Word for word, repeat each entry that follows.

(Excerpted data)

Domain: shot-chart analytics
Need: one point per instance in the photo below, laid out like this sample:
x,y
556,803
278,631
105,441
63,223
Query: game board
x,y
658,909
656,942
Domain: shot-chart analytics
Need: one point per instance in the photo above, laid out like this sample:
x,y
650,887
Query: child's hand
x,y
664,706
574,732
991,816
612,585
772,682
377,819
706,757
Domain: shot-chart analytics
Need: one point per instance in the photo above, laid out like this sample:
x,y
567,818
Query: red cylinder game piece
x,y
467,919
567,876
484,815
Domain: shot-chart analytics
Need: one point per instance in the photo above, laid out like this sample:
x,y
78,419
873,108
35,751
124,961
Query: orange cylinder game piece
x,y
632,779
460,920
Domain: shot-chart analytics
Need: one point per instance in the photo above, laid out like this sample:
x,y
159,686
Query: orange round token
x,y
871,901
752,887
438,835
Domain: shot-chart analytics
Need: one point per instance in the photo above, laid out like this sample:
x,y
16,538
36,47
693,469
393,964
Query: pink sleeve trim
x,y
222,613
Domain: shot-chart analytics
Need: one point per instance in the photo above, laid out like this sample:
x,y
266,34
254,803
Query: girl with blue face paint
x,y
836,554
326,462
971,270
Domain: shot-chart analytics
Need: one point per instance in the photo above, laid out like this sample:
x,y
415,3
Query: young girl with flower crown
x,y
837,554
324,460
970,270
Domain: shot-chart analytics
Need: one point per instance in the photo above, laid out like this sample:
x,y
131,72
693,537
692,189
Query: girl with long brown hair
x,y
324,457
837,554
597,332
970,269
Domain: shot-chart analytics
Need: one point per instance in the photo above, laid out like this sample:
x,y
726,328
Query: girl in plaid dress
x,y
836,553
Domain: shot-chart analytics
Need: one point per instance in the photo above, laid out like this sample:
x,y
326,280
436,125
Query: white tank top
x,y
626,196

(End Excerpted data)

- **Completed exercise**:
Domain: shot-chart analytics
Need: one point per instance in the photo below, laid out like this sample:
x,y
556,803
278,631
105,441
63,223
Query: game board
x,y
658,909
656,942
Domain: shot-chart analytics
Need: one point per instance in the photo above, laid out like this sample:
x,y
650,887
Query: child's hand
x,y
664,706
574,732
991,816
612,585
772,682
377,819
706,757
Domain: shot-chart analytics
Need: one point per instance in the photo above, laid out like this sample:
x,y
567,818
Query: red cylinder game piece
x,y
467,919
567,876
484,815
Domain: shot-chart analytics
Need: one point per instance in the photo above, laid out like this sample:
x,y
78,419
873,108
35,751
124,961
Query: orange cylinder game piece
x,y
632,779
460,920
Domain: shot-chart analytics
Need: one point per instance in the photo above, laid out like this sample:
x,y
159,686
Query: orange round token
x,y
871,901
752,887
438,835
Domain: shot-chart analytics
Need: one point per instance in the photo above, laid out like this sample:
x,y
16,538
36,47
693,469
393,964
Query: pink sleeve trim
x,y
222,613
Domain: shot-chart analytics
Need: one point per instance in the photo above, laid out like this sample:
x,y
266,34
254,803
Query: girl with blue face paint
x,y
836,554
326,462
971,270
Domain: shot-chart analytics
Need: one point per instance in the photo above, laid out like this sample:
x,y
415,3
Query: young girl with flower crown
x,y
837,554
324,460
970,270
Domain: shot-chart analytics
Need: one point per instance in the photo above, laid out like this sample:
x,y
131,72
693,537
692,189
Query: girl with long brown hair
x,y
324,457
837,554
597,332
970,269
Domain: shot-chart analytics
Need: one point per instance in the photo above, laid out like this sample:
x,y
726,328
Query: girl in plaid dress
x,y
836,553
Domain: shot-chart analytics
Need: one point per instance in the photo above, laid out like this sample:
x,y
326,280
436,125
Query: white tank top
x,y
626,196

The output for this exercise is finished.